START Document passage

Jovenel Moise
Assassinated Haitian president Jovenel Moise (Image: EPA/Orlando Barría)

Australians lamenting lockdown this morning might spare a thought for the growing number of nations that have been brought to the brink during the pandemic.

While we grapple with such first world problems as whether a florist is an essential service, from the Caribbean to the Middle East and Africa there is turmoil exacerbated by the COVID-19 crisis.

As well as those traditionally turbulent names, there some like South Africa and Cuba that have not faced such upheaval in decades. And some, like Lebanon, are facing failed-nation status.

Political strife in Beirut is nothing new but this time the country is facing complete collapse after a breakdown of its political, economic and security systems. Acting Prime Minister-designate Saad Hariri stepped down on Thursday after failing to form a government after eight months of political wrangling, violent protests and economic disaster.

It is exactly a year since an explosion destroyed the port of Beirut and blew up the nation’s fragile sectarian government with it. Since then protests have escalated and the economy has disintegrated.

The Lebanese lira has lost 90% of its value, wiping out the savings of much of the country and forcing banks to freeze accounts. At least half the population has fallen into poverty and a 400% rise in food prices has left an estimated two-thirds of the population without sufficient food.

COVID has only escalated the country’s woes.

END Document passage
START Records provided

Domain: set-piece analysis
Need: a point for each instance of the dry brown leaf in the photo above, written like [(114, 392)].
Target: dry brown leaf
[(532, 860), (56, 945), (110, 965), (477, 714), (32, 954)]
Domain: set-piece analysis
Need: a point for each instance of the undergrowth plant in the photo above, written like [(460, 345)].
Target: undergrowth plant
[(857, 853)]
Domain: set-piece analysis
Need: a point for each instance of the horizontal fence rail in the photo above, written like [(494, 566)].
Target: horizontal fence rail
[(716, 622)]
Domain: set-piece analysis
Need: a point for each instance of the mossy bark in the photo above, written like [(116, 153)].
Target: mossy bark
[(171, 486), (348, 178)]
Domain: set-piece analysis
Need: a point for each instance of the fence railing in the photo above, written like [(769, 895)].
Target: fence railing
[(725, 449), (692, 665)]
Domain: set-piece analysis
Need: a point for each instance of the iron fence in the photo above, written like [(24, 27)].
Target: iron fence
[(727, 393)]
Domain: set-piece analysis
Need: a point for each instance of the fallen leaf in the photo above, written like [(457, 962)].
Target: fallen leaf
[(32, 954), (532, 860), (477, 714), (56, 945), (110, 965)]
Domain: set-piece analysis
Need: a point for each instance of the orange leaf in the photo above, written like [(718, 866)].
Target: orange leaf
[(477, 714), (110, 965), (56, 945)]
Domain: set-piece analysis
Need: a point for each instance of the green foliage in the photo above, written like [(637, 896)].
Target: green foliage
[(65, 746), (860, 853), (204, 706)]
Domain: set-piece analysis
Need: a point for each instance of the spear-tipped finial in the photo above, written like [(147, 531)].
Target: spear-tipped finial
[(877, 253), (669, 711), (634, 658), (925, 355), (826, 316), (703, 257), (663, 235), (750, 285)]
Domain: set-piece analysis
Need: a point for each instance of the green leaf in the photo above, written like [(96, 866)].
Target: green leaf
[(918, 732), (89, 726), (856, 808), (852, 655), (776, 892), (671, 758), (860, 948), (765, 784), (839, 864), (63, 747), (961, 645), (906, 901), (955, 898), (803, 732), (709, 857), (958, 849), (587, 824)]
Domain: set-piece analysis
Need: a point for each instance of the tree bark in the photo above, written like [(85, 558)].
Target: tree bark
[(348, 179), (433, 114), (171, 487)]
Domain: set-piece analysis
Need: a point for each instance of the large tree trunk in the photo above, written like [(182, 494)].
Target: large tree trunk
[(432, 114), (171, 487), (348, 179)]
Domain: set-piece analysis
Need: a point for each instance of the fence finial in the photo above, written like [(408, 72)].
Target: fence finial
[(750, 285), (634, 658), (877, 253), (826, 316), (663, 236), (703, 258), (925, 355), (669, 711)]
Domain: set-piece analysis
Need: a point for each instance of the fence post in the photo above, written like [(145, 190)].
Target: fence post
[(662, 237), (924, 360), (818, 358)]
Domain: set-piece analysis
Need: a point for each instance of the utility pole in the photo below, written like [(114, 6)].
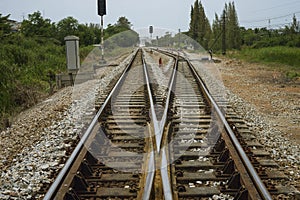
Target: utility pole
[(102, 12), (224, 33)]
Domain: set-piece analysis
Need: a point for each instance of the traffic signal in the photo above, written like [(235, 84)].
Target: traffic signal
[(101, 7)]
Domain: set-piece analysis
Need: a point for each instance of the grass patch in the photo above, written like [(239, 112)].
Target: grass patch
[(286, 59)]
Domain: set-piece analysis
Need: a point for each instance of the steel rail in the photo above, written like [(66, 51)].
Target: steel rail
[(65, 170), (247, 163), (159, 130)]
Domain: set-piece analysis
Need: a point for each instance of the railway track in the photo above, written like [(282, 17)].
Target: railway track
[(166, 139)]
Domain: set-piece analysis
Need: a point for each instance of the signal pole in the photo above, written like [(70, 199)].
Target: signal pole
[(224, 34), (102, 12)]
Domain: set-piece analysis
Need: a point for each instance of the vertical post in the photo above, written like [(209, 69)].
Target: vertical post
[(102, 39), (224, 34), (179, 38), (102, 12)]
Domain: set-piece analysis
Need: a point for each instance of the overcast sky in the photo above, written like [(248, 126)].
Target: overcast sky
[(168, 14)]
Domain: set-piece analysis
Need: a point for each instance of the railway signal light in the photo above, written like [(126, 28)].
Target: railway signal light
[(101, 7)]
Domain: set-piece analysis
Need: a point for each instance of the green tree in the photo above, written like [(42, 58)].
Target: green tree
[(232, 28), (5, 27), (200, 29), (36, 25)]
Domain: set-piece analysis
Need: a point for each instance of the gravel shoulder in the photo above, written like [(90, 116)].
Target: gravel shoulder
[(270, 106)]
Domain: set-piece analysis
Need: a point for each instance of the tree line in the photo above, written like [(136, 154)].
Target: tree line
[(225, 31)]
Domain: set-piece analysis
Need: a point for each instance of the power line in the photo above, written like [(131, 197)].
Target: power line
[(278, 6), (267, 19)]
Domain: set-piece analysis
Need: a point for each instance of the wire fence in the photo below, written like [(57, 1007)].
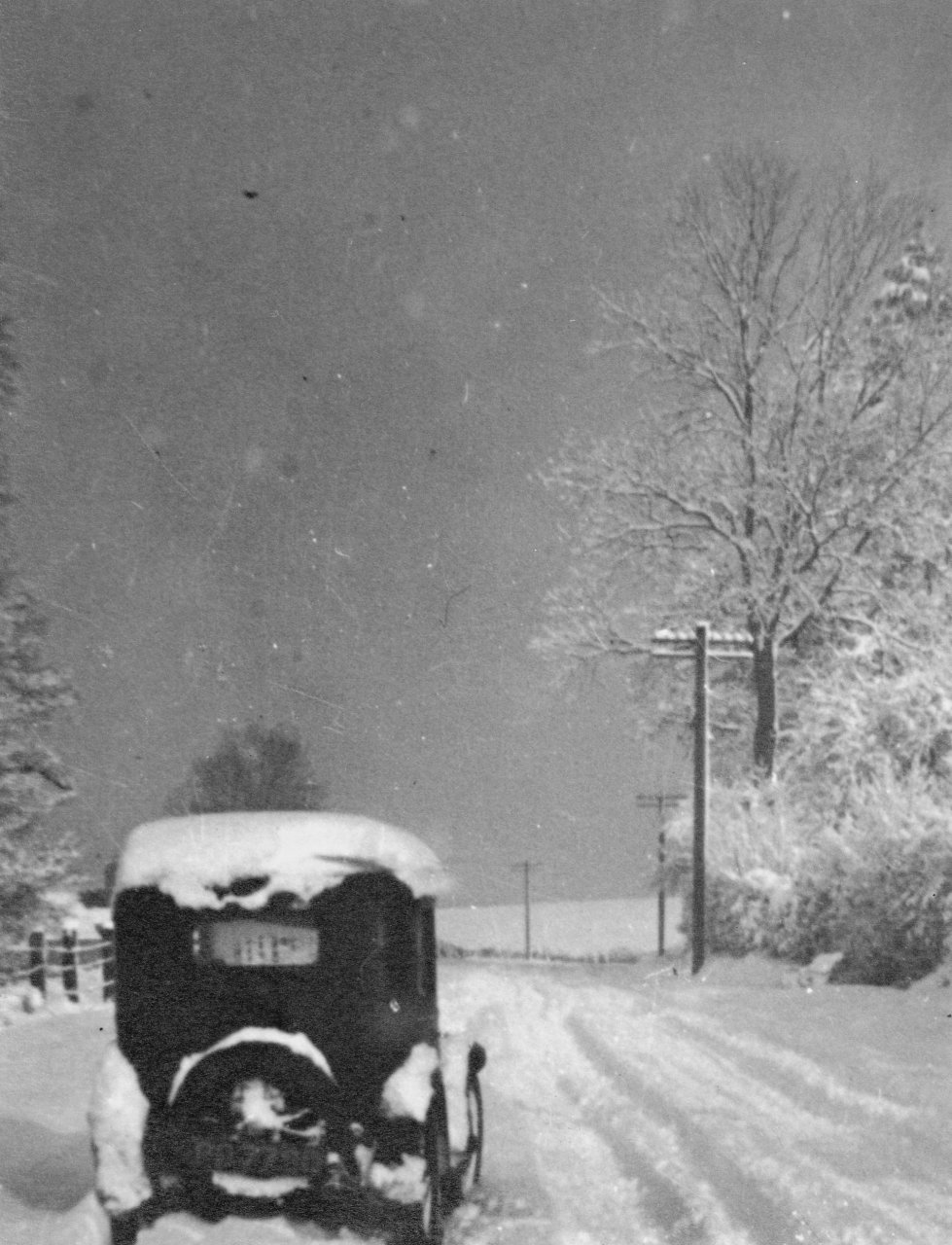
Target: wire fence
[(83, 966)]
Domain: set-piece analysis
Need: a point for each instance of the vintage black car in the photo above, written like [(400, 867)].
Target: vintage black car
[(278, 1041)]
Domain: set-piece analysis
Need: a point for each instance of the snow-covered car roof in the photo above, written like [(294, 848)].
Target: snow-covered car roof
[(196, 859)]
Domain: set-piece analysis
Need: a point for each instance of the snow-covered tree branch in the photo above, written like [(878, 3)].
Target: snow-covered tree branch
[(797, 445)]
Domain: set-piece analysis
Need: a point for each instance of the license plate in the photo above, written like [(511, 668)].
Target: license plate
[(258, 1159), (262, 943)]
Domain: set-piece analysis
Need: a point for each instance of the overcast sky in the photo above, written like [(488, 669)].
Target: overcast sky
[(301, 292)]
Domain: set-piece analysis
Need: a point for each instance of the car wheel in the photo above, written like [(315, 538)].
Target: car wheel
[(436, 1153)]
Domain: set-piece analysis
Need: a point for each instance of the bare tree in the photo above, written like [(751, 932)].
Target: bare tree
[(252, 768), (794, 459)]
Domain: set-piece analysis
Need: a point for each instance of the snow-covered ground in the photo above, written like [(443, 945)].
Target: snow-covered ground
[(623, 1105), (583, 926)]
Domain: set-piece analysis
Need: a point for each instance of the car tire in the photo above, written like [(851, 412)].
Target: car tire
[(124, 1227)]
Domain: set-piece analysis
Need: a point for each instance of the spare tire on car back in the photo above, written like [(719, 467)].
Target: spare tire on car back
[(255, 1110)]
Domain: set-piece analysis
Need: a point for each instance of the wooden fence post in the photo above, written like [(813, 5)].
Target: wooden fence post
[(38, 961), (108, 961), (70, 977)]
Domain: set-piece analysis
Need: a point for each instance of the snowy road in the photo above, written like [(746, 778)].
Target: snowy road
[(621, 1108)]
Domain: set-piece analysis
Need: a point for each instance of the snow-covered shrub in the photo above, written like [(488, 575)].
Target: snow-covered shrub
[(876, 884)]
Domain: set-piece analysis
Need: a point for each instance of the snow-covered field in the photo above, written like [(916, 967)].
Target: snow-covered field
[(623, 1103), (585, 926)]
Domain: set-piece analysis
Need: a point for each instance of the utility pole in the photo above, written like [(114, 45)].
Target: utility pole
[(662, 801), (699, 646), (525, 866)]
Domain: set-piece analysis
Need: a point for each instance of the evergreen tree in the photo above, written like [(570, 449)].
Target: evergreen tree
[(32, 777)]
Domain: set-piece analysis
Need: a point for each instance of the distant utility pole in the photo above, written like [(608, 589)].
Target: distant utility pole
[(525, 866), (662, 801), (698, 646)]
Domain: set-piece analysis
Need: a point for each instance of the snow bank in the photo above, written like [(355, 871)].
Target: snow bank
[(190, 858), (117, 1121)]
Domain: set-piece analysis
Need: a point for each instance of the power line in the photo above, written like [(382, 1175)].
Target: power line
[(525, 866), (661, 801)]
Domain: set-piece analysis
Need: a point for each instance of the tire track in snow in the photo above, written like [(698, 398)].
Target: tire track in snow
[(764, 1218)]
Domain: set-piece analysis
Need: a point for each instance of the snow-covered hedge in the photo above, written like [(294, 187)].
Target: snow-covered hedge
[(877, 887)]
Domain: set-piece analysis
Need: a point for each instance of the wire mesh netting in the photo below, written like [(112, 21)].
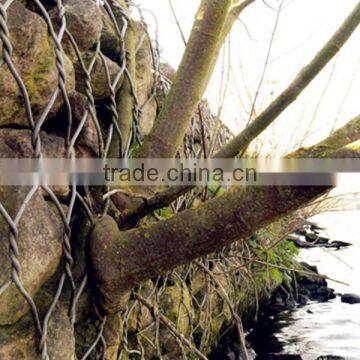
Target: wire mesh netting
[(173, 311)]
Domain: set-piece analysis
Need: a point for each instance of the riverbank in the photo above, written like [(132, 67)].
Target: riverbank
[(316, 328)]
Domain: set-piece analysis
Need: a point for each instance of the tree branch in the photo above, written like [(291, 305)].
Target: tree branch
[(240, 143), (123, 260), (190, 82), (136, 209)]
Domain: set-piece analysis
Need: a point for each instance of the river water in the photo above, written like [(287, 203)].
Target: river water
[(331, 328)]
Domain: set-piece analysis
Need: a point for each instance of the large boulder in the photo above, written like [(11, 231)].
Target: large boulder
[(39, 246), (34, 59), (83, 20), (99, 82), (87, 143), (19, 342), (17, 143)]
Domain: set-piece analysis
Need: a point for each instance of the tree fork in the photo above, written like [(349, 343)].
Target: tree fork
[(190, 81), (123, 260), (136, 209)]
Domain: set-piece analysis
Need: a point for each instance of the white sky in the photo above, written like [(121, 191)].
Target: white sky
[(303, 28)]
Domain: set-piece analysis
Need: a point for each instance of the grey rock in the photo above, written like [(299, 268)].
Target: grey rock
[(87, 143), (17, 143), (99, 83), (39, 245), (34, 59), (18, 342), (40, 229), (83, 20)]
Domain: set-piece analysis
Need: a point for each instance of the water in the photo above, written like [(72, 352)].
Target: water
[(331, 328)]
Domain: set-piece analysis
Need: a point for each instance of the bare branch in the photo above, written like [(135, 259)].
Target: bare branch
[(240, 143)]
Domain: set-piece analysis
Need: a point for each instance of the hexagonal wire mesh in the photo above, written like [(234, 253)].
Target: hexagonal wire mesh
[(59, 33)]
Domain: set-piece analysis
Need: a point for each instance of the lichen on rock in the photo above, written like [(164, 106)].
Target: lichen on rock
[(34, 59)]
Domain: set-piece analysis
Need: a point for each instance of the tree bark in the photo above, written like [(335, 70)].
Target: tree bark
[(240, 143), (123, 260), (190, 82), (137, 208)]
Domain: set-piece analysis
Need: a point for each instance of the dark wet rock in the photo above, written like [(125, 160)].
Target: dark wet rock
[(302, 244), (338, 244), (99, 83), (323, 294), (350, 299), (34, 59), (314, 226), (301, 232), (308, 267), (302, 299)]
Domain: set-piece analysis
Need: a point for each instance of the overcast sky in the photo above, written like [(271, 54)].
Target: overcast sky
[(303, 28)]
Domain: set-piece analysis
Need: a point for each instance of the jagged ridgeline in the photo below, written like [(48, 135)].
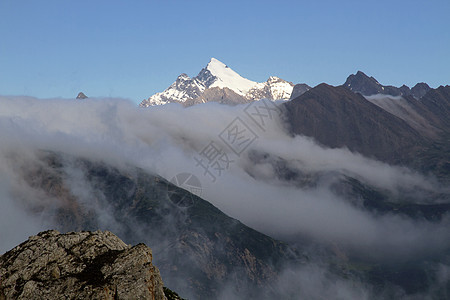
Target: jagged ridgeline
[(198, 249)]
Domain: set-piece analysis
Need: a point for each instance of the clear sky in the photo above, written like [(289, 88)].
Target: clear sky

END Records provided

> **Your task**
Write out the part of the article on pandemic turmoil that begins at the words "As well as those" and stops after "facing failed-nation status.", swapping "Lebanon" for "Tunisia". Use only the text for these tasks.

> **Answer box**
As well as those traditionally turbulent names, there some like South Africa and Cuba that have not faced such upheaval in decades. And some, like Tunisia, are facing failed-nation status.